(Document section):

Tom Hamburger is an American journalist. He is an investigative journalist for The Washington Post. He is a 2018 Pulitzer Prize and George Polk Award recipient and a political analyst for MSNBC.

== Education ==
Hamburger was graduated from Brighton High School (Rochester, New York) in the incorporated Town of Brighton, New York in 1970, and was inducted into the school's Hall of Fame in 2019. He received a B.A. in Government and History from Oberlin College in 1974. He then completed the one-year John S. Knight Fellowship at Stanford University.

== Career ==
Hamburger started his career as a reporter Arkansas Gazette in 1976 before joining the Minneapolis Star-Tribune in 1983. After his fellowship at Stanford, Hamburger became Washington Bureau Chief for the Star-Tribune in 1995, and then remained in the post when the paper was acquired by McClatchey in 1998.

Hamburger joined Dow Jones as a money and politics reporter in 2004. He moved to the Los Angeles Times to become Washington correspondent in 2003 until he was appointed a reporter on the national desk at The Washington Post in 2012.

Hamburger reportedly retired from The Washington Post around January 2023.

=== Awards ===
Hamburger has received numerous awards during his career. He won the White House Correspondent Association's Raymond Clapper Memorial Award, and was a finalist for the Goldsmith Award for Investigative Reporting and the Pulitzer Prize for his work on conflict of interest on the federal bench for the Star-Tribune in 1996.

In 2000, he won the National Press Club Consumer Journalism Prize. In 2002, he won the Golden Typewriter Award given by the New York Press Club. In 2006, he won Columbia University's John B. Oakes Award for Distinguished Environmental Journalism.

For his work on President Donald Trump's ties to Russia, Hamburger, alongside other Post reporters, in 2018 won the Pulitzer Prize and the George Polk Award, and was a finalist for the Goldsmith Award for Investigative Reporting.

(Instruction 1):
In the biography of Tom Hamburger, what work earned him the 2018 Pulitzer Prize and George Polk Award? Answer in one to three sentences.
(Instruction 2):
According to the biography of Tom Hamburger, from which college did he receive his B.A., and in what year?
(Instruction 3):
Do these statements agree with the biography of Tom Hamburger? For each, answer yes or no and quote the deciding words from the biography.
(a) He graduated from Brighton High School in 1970.
(b) He began his career at the Minneapolis Star-Tribune.
(c) He won the John B. Oakes Award in 2002.

(Data for analysis):
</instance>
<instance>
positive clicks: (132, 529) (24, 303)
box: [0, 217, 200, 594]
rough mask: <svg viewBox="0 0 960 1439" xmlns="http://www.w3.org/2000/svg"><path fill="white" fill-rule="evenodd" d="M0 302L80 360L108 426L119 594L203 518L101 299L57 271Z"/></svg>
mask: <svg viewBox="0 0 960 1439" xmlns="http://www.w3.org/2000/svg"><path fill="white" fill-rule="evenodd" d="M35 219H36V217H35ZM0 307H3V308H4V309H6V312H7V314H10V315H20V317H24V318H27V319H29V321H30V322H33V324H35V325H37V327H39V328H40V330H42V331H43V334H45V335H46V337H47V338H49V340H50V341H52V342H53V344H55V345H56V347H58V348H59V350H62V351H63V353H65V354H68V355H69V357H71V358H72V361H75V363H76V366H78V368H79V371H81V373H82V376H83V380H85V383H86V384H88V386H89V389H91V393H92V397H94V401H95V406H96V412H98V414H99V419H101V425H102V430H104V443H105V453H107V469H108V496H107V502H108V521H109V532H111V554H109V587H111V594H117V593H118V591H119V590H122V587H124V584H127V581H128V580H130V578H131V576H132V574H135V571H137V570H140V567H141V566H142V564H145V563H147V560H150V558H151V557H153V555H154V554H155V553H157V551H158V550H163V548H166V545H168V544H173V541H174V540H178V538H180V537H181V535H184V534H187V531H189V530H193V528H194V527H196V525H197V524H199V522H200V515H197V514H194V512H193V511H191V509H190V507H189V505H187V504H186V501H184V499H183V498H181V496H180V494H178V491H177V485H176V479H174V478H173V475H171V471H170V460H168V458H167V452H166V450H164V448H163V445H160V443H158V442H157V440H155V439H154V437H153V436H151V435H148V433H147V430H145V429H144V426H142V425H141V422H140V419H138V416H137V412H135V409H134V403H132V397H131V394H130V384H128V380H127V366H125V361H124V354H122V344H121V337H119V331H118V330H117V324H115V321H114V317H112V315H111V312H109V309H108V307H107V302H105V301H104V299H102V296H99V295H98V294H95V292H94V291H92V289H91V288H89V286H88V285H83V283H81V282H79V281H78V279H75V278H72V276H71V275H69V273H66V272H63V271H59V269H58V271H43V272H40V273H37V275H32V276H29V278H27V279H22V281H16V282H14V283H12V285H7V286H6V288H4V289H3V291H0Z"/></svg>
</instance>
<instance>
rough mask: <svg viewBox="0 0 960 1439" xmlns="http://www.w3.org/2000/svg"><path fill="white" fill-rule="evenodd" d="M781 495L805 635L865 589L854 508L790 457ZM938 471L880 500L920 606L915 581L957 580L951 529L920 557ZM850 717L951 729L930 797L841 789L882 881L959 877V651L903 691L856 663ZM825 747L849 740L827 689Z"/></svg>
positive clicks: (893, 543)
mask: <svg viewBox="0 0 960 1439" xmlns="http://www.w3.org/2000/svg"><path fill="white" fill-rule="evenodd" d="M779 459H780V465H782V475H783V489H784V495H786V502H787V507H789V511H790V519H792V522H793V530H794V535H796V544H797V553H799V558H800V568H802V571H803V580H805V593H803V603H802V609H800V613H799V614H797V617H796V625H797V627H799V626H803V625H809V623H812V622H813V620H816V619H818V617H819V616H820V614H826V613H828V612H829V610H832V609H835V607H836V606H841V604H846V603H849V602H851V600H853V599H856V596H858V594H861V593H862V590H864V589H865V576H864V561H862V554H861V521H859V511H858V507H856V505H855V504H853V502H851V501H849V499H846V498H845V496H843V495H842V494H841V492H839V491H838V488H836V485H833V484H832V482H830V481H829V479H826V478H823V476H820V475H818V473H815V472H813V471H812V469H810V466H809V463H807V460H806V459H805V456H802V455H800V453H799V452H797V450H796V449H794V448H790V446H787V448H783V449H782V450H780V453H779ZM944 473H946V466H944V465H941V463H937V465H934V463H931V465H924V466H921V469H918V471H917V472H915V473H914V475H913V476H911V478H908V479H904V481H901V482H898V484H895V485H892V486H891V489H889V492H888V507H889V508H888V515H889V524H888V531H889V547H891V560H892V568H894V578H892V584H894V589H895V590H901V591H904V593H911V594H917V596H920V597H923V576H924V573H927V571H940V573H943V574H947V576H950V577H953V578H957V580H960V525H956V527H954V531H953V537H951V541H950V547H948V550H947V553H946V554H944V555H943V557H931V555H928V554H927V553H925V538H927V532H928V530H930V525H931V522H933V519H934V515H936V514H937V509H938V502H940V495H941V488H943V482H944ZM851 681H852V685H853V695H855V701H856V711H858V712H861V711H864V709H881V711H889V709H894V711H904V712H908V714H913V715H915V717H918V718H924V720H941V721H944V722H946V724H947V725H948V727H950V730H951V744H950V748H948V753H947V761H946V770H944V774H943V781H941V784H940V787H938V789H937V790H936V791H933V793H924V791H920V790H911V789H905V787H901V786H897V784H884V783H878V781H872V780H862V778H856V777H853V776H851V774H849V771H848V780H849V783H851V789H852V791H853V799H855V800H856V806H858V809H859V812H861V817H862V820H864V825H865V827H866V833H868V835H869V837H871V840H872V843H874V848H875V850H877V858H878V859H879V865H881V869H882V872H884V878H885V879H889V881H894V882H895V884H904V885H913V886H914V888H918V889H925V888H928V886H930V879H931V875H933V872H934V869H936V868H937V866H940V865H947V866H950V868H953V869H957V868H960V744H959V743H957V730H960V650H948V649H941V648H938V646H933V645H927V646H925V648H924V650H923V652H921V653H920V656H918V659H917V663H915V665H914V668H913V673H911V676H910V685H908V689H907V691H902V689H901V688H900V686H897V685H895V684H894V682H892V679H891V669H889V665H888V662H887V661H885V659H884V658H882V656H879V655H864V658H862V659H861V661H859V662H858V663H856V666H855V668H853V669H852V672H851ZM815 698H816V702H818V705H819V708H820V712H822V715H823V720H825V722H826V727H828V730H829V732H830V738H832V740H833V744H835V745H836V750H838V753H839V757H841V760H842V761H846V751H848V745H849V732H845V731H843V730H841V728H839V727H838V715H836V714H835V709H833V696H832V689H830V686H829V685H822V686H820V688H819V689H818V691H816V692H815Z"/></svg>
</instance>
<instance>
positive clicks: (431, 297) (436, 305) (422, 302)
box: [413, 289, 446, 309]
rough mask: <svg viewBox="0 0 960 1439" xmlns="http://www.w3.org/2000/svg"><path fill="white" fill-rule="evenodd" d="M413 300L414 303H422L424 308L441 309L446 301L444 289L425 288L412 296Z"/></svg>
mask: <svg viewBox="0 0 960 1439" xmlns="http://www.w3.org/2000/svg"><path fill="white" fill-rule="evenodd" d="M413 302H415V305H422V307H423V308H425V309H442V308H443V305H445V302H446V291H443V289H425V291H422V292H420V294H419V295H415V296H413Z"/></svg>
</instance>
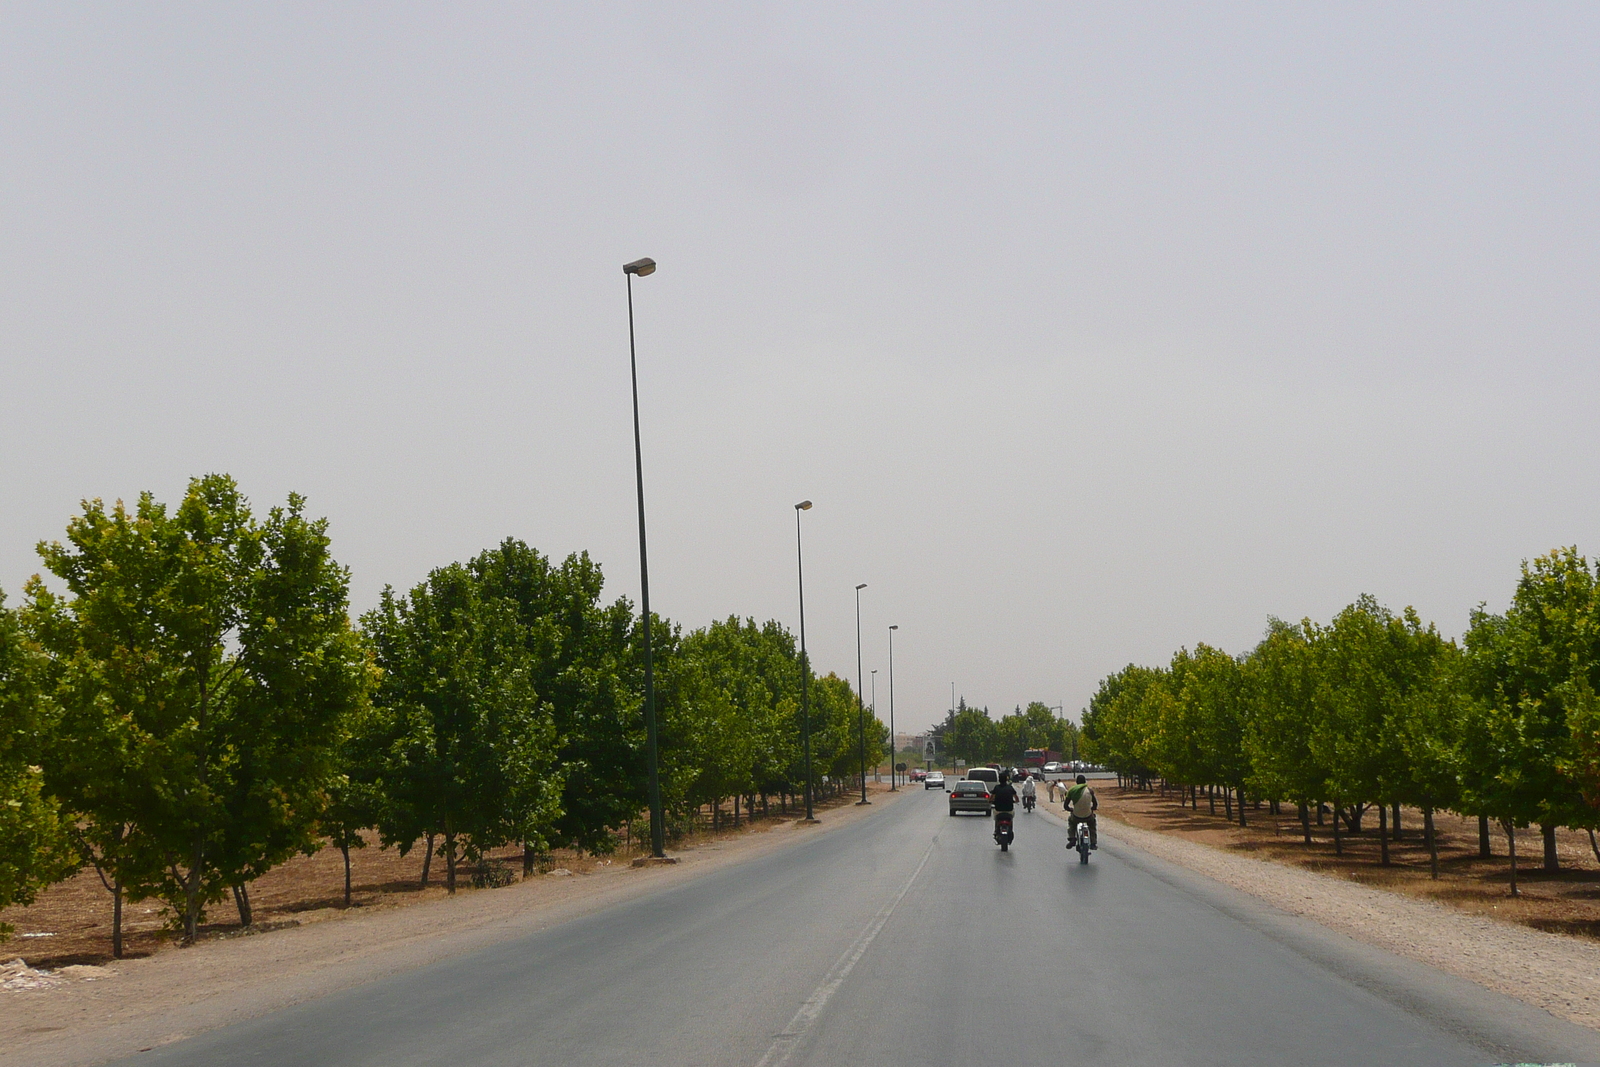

(Task answer 1):
He won the 2018 Pulitzer Prize and George Polk Award for his work on President Donald Trump's ties to Russia. He shared these awards with other Post reporters.

(Task answer 2):
Oberlin College, in 1974.

(Task answer 3):
(a) Yes: "Hamburger was graduated from Brighton High School (Rochester, New York) in the incorporated Town of Brighton, New York in 1970"
(b) No: "Hamburger started his career as a reporter Arkansas Gazette in 1976"
(c) No: "In 2006, he won Columbia University's John B. Oakes Award for Distinguished Environmental Journalism."